> [What you have to do]
Please print, word for word, every line from the one that contains "locate the clay" through the last line of the records, and nothing else.

(Spatial localization data)
== Segment start ==

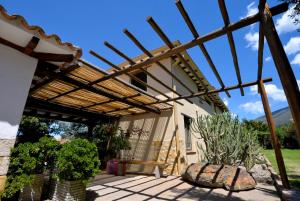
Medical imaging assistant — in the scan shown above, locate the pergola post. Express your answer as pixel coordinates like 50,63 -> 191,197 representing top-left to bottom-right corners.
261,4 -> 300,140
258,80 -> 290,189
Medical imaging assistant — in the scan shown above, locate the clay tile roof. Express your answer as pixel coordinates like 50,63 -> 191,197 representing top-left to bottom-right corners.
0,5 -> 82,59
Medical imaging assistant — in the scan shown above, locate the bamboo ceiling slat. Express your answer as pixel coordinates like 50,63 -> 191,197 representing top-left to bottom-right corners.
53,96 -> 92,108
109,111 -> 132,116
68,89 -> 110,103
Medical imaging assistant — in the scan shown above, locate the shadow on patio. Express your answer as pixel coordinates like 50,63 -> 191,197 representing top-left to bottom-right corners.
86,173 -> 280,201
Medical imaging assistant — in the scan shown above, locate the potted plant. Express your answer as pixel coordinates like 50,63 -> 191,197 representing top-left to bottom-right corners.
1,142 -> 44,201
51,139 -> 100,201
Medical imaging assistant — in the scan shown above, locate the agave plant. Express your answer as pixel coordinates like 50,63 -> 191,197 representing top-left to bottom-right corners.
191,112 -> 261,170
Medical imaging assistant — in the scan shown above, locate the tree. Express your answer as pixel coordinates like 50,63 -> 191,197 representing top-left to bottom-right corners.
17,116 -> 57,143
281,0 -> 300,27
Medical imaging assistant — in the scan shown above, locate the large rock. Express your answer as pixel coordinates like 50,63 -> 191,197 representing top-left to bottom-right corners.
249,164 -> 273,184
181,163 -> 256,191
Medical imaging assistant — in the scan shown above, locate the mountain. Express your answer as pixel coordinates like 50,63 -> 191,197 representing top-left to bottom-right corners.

== Segment end ==

> [Result of the task]
Medical imaging assistant — in the scan shown above, locate the clay tile roof. Express your answer as pixel coordinates like 50,63 -> 191,197 representing top-left to bottom-right corners.
0,5 -> 82,59
Medical imaging assistant — in the scan shown above, locate the bamboo ceiling slat. Express your answer as pixel coordinates like 50,63 -> 191,197 representing top-left to bottom-right corners.
53,96 -> 92,108
109,111 -> 132,116
68,89 -> 110,103
Medical imaging assistant — in the scan shown above, locate the shadow on patio. Express your answer as pixel coordinates like 50,63 -> 191,197 representing top-left to bottom-right corners.
86,173 -> 280,201
Medical imaging assistant — in the scan shown above, locate the potted plant. Express your answer as pixel coordinates like 50,63 -> 191,197 representing top-left to bottom-right corners.
1,142 -> 44,201
51,139 -> 100,201
Medical imaging assistant — in the scan shown above, locate the agave plant. Express your answer as pixel coordinates like 50,63 -> 191,197 representing top-left to bottom-right corners.
191,112 -> 261,170
Medical imaging assistant — in the scan shown above, locate the tree. Express your answer as pixel coordinates like 50,63 -> 191,197 representing top-left to bottom-right corners.
17,116 -> 57,143
281,0 -> 300,27
Medical imaging assistant — in the scan shown above, locate the large rock. Express your answer as pixel coordinates like 50,63 -> 191,197 representing top-left to bottom-right corners.
249,164 -> 273,184
181,163 -> 256,191
Medical imaging assistant — in the scan shown above, locate the mountain. Express your answer as pixel coordinates like 50,63 -> 191,197 representing top-left to bottom-right corners.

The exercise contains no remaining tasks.